PROBLEM TO WORK ON → Count the lines in the rows below that contain the string "grass". Reply with the number only.

Pointing dataset excerpts
-- Start --
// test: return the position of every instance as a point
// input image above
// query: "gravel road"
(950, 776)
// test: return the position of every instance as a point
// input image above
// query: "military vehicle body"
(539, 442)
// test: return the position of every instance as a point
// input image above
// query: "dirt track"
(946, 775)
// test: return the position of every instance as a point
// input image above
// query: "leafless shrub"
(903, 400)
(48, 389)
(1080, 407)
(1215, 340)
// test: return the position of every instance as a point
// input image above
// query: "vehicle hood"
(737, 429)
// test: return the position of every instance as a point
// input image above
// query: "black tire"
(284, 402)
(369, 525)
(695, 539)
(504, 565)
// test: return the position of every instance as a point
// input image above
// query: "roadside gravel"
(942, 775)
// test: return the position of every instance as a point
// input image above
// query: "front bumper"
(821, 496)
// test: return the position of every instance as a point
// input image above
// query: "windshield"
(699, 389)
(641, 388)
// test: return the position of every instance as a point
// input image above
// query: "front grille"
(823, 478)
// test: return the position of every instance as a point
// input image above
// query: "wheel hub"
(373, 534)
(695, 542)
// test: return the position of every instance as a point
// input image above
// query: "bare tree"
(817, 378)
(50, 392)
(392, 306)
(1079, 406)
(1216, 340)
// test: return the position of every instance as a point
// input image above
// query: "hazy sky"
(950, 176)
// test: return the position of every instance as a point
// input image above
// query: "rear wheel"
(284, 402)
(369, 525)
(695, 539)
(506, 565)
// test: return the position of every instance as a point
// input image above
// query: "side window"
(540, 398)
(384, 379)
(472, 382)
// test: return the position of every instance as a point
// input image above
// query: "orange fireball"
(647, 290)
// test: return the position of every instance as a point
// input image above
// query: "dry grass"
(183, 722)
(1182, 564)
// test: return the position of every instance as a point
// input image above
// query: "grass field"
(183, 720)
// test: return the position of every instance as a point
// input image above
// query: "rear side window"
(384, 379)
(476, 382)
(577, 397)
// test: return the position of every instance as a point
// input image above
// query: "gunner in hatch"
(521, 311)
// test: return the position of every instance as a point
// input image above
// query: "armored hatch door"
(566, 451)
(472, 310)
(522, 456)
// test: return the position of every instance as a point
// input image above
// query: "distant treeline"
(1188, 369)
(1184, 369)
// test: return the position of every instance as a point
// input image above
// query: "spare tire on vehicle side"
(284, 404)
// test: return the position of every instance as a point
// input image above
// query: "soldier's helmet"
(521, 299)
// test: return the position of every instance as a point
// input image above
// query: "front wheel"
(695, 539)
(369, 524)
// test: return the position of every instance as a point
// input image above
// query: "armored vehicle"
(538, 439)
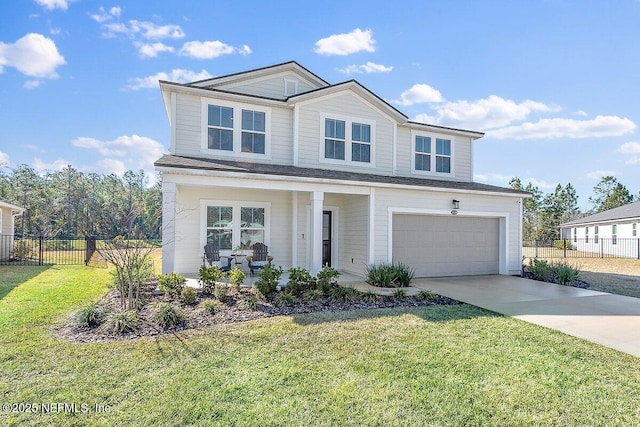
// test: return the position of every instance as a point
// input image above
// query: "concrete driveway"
(606, 319)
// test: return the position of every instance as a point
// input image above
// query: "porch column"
(317, 198)
(168, 227)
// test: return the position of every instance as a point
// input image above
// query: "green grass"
(442, 365)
-- End --
SOLUTION BELOW → 3